(Page text):

Studio Apartment, Single Women Only
➕ A unique pair of WWII-era procedurals and the downfall of an art forger
Welcome to The Optionist. As always, thanks for reading along.
Well, Comic-Con is here again. Which means that while some of us are celebrating the arrival of Nerd Thanksgiving, others are bellyaching about what an overcrowded hellscape it’s become. I’ve always thought of myself as someone who had pretty solid geek bona fides. I started reading comic books when I was seven and I've contributed to several books about the history of Marvel. But then I went to San Diego and realized I was an amateur compared to the cosplaying hard-core faithful. Even though the annual confab isn’t quite as hot as it was during the height of the superhero-movie boom in the 2010s, I think everyone should go at least once, just to get a feel for the scene.
One event that I’ve never attended (and always wanted to) is the annual Scribe Awards put on by the International Association of Media Tie-in Writers (IAMTW). I’m not kidding! Yes, at first I thought I could get a laugh out of poking a little harmless fun at them. But over the years I've gained a lot of respect for tie-in writing, both creatively and as a business. Tie-in books are still a lucrative market. It was sort of like fan fiction before fan fiction was a thing. They also keep fans connected to a franchise in the fallow periods between movies/TV shows. The most obvious example is Star Wars. These tie-ins didn’t just sustain fandom, they deepened and extended it.
There are many established writers who moonlight as tie-in writers. Take the IAMTW's founders: Lee Goldberg's TV writing credits go more than 25 deep, including his role as an EP on Diagnosis: Murder for several seasons. Then there’s mystery/thriller writer Max Allan Collins, whose graphic series Road to Perdition was turned into the Tom Hanks movie of the same name.

(Supplied records):
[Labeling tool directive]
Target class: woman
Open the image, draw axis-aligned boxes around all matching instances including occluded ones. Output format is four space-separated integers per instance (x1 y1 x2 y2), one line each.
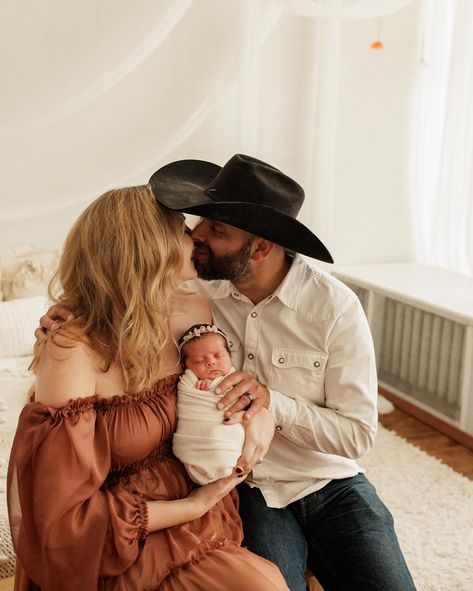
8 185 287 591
...
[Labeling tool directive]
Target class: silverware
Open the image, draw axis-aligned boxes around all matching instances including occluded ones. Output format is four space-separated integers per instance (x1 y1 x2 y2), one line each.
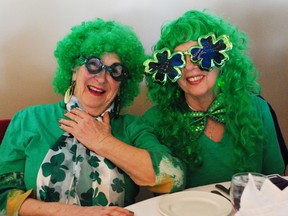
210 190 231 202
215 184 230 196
--
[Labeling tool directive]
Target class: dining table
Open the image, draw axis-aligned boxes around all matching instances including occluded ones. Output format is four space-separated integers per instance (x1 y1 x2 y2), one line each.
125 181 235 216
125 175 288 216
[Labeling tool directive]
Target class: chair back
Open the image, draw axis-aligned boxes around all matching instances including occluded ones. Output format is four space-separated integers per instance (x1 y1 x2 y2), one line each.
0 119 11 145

(Things to do):
a - In the Optionist newsletter, rewrite the passage from "There are many" up to and including "the same name.", replacing "moonlight" with "work part-time".
b - Answer these questions using the Optionist newsletter:
(i) At what age did the writer start reading comic books?
(ii) Which organization puts on the annual Scribe Awards?
(iii) Which of Max Allan Collins's graphic series was turned into a Tom Hanks movie?
c - Continue the Optionist newsletter on tie-in writing, starting after its final sentence.

(Answer set):
a -
There are many established writers who work part-time as tie-in writers. Take the IAMTW's founders: Lee Goldberg's TV writing credits go more than 25 deep, including his role as an EP on Diagnosis: Murder for several seasons. Then there’s mystery/thriller writer Max Allan Collins, whose graphic series Road to Perdition was turned into the Tom Hanks movie of the same name.

b -
(i) Seven.
(ii) The International Association of Media Tie-in Writers (IAMTW).
(iii) Road to Perdition.

c -
The pay isn't great for tie-in work, the deadlines are usually intense (a few months to crank out an entire novel) and they deal with a bunch of different demanding chefs in their kitchen (don't include this, include that; that’s not what it looks like on screen). For novelizations, they often work with incomplete information — say, an early script that doesn't reflect what the final movie looks like — while also being asked to fill in the gaps between scenes. It's like constantly trying to thread a needle in a dark room.
The IAMTW gives out its annual awards at Comic-Con and brings together this niche industry's biggest names. They hand out trophies for everything from audio drama to original tie-in novel and also give out the Faust Award — a career achievement honor that allows you to call yourself “Grandmaster” for the year (which, let’s just admit, is a pretty frickin’ cool title to throw around). This year's winner is James Reasoner, the writer of 350 novels (mostly Westerns), including tie-ins for Deadwood, Lone Star and Walker, Texas Ranger.
Tie-in writers play a valuable role in the IP ecosystem, even if the idea of an Oscars for the profession makes me chuckle. Then again, maybe it's just the logo . . .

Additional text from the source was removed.